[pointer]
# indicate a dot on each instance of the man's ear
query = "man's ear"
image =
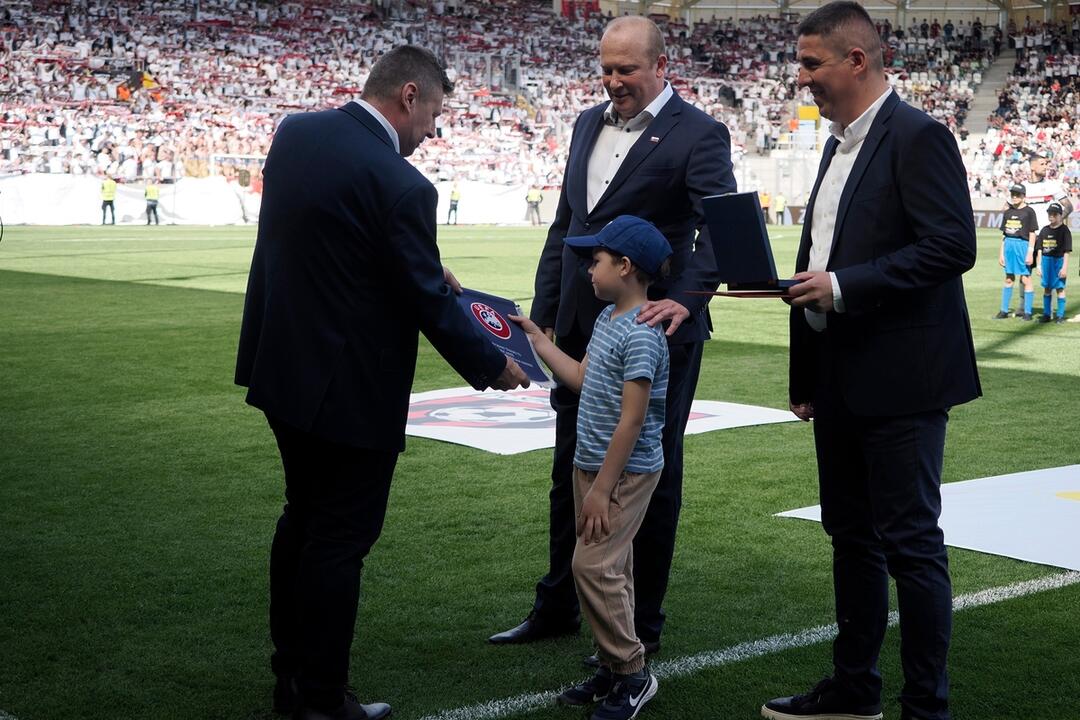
(409, 95)
(859, 59)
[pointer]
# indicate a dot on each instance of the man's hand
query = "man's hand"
(814, 290)
(658, 311)
(531, 329)
(451, 281)
(593, 519)
(511, 377)
(804, 410)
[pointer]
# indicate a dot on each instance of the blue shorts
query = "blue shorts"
(1051, 272)
(1015, 254)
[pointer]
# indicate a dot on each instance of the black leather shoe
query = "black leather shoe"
(535, 628)
(823, 703)
(286, 694)
(351, 709)
(650, 649)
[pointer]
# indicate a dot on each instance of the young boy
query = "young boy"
(1054, 243)
(623, 381)
(1018, 228)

(DO THIS)
Write out every one of the items above word for word, and leave out the picture.

(SOLUTION FOR THIS TASK)
[pointer]
# indicate a dot on each instance of the man's ear
query = "man's ear"
image =
(409, 95)
(859, 59)
[pointer]
# indicate a dot on each instance of the man's hand
query = "man's hand"
(814, 290)
(658, 311)
(531, 329)
(451, 281)
(593, 519)
(511, 377)
(804, 410)
[pointer]
# indicate a dot on each instance of the blue shorts
query = "blue shorts"
(1051, 272)
(1015, 254)
[pointer]
# indicate a dot on each instance of the black leather shoe
query = "black leather shoe"
(535, 628)
(823, 703)
(286, 694)
(351, 709)
(650, 649)
[pointer]
# indicate a dot on each instance of the young boy
query = "young boy"
(1054, 243)
(623, 381)
(1018, 228)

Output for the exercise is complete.